>> BEGIN EXCERPTED TEXT

On 16 May 1836 Edgar A. Poe and his friend Thomas Cleland filed a marriage bond with the Clerk of the Hustings Court in Richmond, Virginia, in preparation for Poe’s marriage to his cousin Virginia Clemm. Mr Cleland added an affidavit that Virginia was ‘of the full age of twenty-one years’, though she was, in fact, only thirteen. Poe’s marriage to a ‘child bride’ has taken its disproportionate place in the complex legend that has made of Poe’s life a more baroque fiction than the author himself ever created, but the truth of his relationship with Virginia, so far as it can now be ascertained, is best seen later and in its proper context – that of Poe’s life, and the work which Virginia directly inspired. At this point it is sufficient to note that in the spring of 1836 Poe seemed to have within reach two of his most persistent desires: the professional opportunity to put himself ‘before the eye of the world’, and the stable comforts of a well-ordered domestic life, provided not only by Virginia, but by her capable, devoted mother, Mrs Clemm.

>> END EXCERPTED TEXT

PROBLEM | Please translate this sentence from the passage about Poe's marriage into Spanish: "Mr Cleland added an affidavit that Virginia was ‘of the full age of twenty-one years’, though she was, in fact, only thirteen."

>> BEGIN PROVIDED MATERIAL

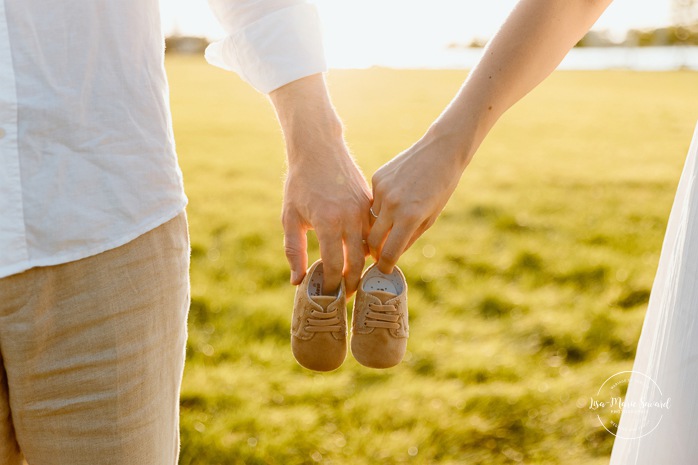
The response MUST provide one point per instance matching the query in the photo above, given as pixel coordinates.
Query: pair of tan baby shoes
(379, 324)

>> END PROVIDED MATERIAL

WRITTEN ANSWER | El Sr. Cleland añadió una declaración jurada de que Virginia tenía «la edad cumplida de veintiún años», aunque, de hecho, solo tenía trece.